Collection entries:
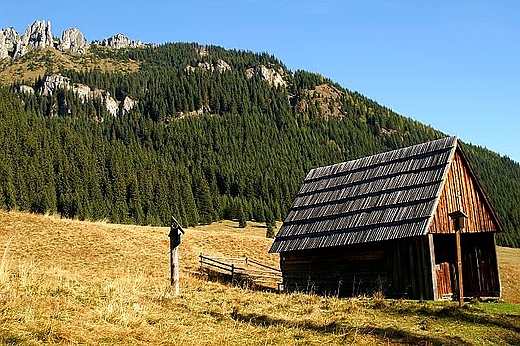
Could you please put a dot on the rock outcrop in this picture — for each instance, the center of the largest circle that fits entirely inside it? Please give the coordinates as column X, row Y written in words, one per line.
column 74, row 41
column 9, row 42
column 53, row 83
column 120, row 41
column 270, row 75
column 220, row 66
column 36, row 36
column 39, row 36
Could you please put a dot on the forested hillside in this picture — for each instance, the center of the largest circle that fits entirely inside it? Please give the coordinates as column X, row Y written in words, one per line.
column 213, row 134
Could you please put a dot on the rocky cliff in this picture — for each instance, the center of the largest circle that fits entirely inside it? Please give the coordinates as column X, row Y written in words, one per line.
column 51, row 84
column 39, row 36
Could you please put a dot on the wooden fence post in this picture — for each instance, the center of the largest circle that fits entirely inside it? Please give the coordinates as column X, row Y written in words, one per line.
column 175, row 240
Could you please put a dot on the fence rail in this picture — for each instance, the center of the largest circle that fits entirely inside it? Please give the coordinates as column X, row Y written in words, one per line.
column 242, row 270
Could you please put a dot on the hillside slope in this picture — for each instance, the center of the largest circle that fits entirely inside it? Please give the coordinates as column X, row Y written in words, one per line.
column 200, row 132
column 64, row 281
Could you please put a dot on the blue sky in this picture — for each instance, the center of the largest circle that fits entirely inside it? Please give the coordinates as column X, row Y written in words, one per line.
column 453, row 65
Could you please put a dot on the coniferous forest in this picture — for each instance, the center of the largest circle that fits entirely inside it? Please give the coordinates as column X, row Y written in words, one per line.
column 202, row 144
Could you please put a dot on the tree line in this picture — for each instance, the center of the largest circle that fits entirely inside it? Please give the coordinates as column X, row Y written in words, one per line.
column 244, row 158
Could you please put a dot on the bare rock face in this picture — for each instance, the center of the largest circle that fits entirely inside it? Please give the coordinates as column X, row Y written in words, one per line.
column 74, row 41
column 273, row 77
column 10, row 42
column 38, row 35
column 127, row 105
column 220, row 66
column 25, row 89
column 120, row 41
column 53, row 83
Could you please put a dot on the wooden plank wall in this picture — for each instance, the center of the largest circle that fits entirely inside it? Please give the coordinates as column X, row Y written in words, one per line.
column 399, row 268
column 410, row 269
column 344, row 271
column 480, row 266
column 461, row 193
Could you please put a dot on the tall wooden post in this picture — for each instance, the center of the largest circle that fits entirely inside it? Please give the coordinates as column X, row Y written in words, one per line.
column 175, row 240
column 459, row 267
column 459, row 222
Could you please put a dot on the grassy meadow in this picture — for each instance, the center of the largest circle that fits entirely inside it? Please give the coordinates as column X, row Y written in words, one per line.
column 72, row 282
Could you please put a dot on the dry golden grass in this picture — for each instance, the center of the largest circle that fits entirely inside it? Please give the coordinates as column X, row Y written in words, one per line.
column 71, row 282
column 35, row 63
column 509, row 261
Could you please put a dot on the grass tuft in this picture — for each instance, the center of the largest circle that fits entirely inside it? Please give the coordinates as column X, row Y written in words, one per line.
column 71, row 282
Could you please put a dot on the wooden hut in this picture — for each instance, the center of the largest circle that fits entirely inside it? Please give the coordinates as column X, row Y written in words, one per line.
column 405, row 222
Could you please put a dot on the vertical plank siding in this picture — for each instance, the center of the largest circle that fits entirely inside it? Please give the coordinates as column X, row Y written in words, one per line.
column 461, row 193
column 398, row 268
column 382, row 223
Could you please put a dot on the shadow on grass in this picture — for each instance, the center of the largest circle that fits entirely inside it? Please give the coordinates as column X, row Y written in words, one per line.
column 388, row 334
column 236, row 280
column 467, row 314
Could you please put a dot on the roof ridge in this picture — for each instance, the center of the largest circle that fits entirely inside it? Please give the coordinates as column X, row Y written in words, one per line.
column 448, row 142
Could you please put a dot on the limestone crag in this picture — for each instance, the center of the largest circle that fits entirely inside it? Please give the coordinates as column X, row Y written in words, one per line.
column 36, row 36
column 9, row 42
column 273, row 77
column 39, row 36
column 120, row 41
column 74, row 41
column 53, row 83
column 220, row 66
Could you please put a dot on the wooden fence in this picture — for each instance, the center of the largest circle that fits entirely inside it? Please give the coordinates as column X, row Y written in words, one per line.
column 242, row 270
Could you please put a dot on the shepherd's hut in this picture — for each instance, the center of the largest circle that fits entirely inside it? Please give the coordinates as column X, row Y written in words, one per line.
column 413, row 222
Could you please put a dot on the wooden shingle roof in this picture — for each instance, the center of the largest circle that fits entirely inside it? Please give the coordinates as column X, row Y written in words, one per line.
column 386, row 196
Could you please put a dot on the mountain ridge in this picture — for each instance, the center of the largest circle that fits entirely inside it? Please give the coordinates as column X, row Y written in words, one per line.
column 233, row 139
column 39, row 36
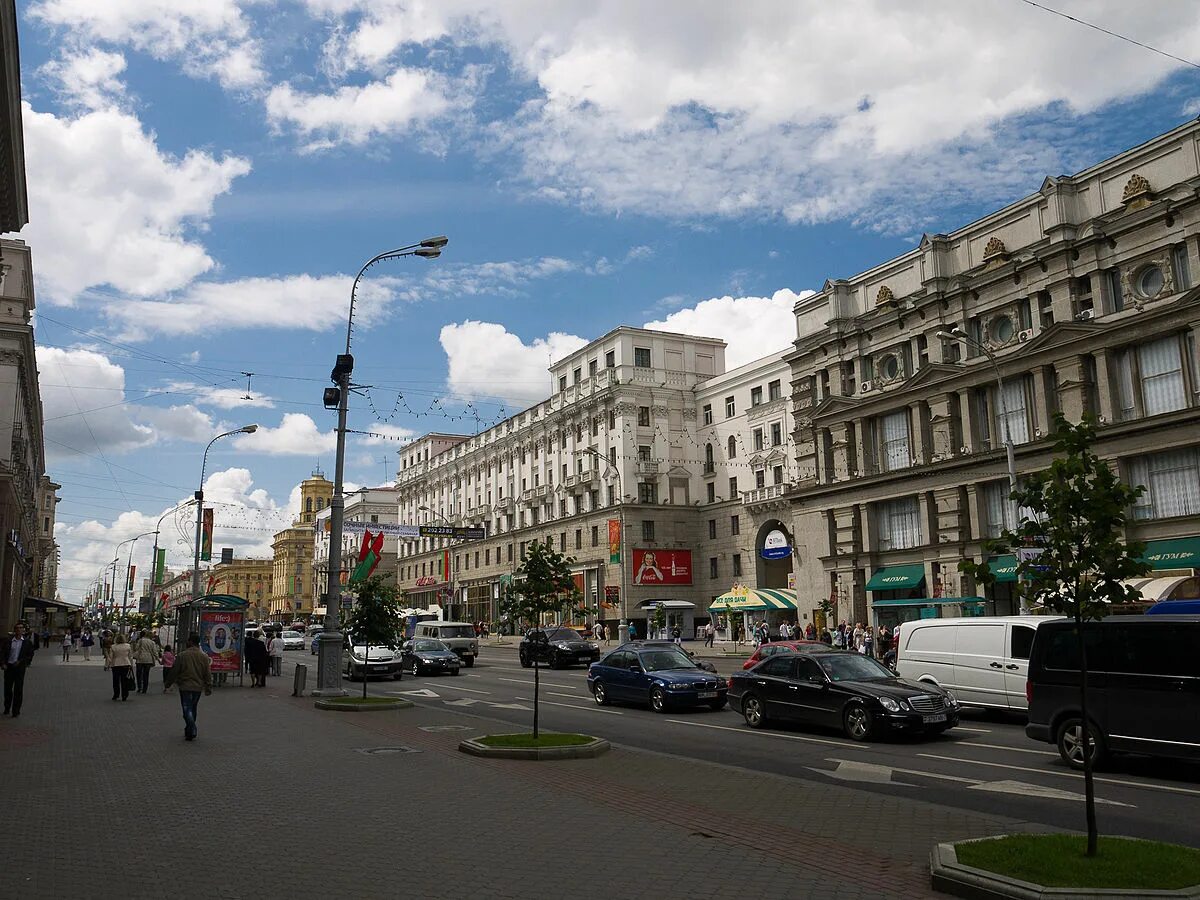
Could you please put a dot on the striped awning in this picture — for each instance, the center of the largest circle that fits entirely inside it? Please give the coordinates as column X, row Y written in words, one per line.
column 755, row 599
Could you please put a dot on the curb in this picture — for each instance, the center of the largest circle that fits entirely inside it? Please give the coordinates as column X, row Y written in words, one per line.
column 340, row 706
column 576, row 751
column 949, row 876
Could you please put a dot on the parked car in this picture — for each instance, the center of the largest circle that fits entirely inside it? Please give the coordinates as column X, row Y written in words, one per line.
column 982, row 660
column 663, row 677
column 293, row 640
column 1143, row 687
column 383, row 661
column 557, row 646
column 459, row 636
column 425, row 654
column 840, row 689
column 775, row 647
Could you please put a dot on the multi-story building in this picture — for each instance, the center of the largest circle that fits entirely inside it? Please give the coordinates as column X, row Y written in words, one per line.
column 367, row 507
column 1079, row 299
column 292, row 567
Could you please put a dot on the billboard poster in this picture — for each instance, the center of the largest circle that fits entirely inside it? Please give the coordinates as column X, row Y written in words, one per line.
column 661, row 567
column 221, row 640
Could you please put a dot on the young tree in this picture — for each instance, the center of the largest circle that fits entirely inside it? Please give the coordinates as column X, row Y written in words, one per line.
column 1075, row 557
column 376, row 618
column 544, row 587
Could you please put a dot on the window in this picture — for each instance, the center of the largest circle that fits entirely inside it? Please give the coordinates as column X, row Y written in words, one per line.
column 894, row 441
column 1171, row 480
column 899, row 523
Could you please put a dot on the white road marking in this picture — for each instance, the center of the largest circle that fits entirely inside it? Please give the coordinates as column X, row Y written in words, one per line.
column 771, row 735
column 1066, row 774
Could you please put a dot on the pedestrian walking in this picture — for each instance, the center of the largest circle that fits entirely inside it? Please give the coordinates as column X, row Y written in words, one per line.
column 121, row 664
column 168, row 660
column 145, row 655
column 276, row 651
column 192, row 673
column 16, row 654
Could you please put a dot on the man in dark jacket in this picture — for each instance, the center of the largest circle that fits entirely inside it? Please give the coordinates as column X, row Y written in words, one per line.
column 16, row 654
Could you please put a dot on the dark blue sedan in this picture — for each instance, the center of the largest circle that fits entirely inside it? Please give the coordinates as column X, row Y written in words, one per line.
column 663, row 677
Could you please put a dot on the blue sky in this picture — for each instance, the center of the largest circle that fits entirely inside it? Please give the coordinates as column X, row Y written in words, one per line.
column 207, row 175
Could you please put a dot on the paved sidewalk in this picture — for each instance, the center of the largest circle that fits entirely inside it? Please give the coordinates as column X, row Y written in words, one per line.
column 279, row 799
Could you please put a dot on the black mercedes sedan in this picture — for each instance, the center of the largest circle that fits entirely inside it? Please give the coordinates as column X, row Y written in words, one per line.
column 843, row 690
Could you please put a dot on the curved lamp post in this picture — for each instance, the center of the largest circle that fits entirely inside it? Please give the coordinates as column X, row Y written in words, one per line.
column 329, row 653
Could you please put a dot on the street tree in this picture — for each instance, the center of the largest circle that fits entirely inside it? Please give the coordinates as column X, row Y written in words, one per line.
column 544, row 587
column 376, row 618
column 1073, row 557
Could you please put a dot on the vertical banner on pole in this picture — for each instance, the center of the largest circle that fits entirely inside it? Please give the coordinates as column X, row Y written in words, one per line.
column 207, row 535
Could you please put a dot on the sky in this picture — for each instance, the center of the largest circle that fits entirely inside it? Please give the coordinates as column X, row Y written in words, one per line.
column 207, row 177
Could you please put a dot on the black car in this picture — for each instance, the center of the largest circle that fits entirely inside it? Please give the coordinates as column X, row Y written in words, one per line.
column 663, row 677
column 557, row 646
column 840, row 690
column 427, row 655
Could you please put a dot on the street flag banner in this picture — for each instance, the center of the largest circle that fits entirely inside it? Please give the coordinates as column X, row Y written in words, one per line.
column 207, row 535
column 369, row 556
column 613, row 540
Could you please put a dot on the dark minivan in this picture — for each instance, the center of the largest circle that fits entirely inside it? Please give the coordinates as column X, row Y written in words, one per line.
column 1143, row 681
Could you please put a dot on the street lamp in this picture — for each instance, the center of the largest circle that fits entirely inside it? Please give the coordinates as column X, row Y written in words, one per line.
column 199, row 509
column 329, row 654
column 623, row 630
column 958, row 335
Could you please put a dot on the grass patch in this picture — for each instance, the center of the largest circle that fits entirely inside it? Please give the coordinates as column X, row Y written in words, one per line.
column 1059, row 861
column 544, row 741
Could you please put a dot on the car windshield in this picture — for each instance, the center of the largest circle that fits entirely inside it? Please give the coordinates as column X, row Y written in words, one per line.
column 658, row 660
column 852, row 667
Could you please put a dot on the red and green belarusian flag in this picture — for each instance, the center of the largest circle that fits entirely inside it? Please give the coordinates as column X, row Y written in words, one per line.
column 370, row 555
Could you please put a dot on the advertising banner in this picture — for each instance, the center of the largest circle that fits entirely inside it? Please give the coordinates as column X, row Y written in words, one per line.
column 661, row 567
column 221, row 640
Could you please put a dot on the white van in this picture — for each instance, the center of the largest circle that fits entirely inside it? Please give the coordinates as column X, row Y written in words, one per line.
column 983, row 660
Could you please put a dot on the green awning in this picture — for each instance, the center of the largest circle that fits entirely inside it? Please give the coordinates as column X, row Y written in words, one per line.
column 1175, row 553
column 1003, row 568
column 897, row 577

* PROBLEM DETAILS
Please output the line that contains "Could you please put a dot on the advertising" and every line after it in the entries above, exactly, and nothing more.

* EXERCISE RESULT
Could you please put a dot on the advertising banner in this picture — for each instance, the center of the largest circle that fits entirely inside it? Please give the coordinates as column X, row Y written in words, one per line.
column 661, row 567
column 221, row 640
Could you please put a dot on the white van in this picture — for each instance, the center of the largest circle that fits entirely inside it? Please give the coordinates as column X, row Y written in words, one per line.
column 983, row 660
Could you please put a dot on the green awning in this picture — for each instance, the center of the largest circle that fits entirely inside it? Please give the coordinates as column X, row Y written in words, one per line.
column 1175, row 553
column 1003, row 568
column 897, row 577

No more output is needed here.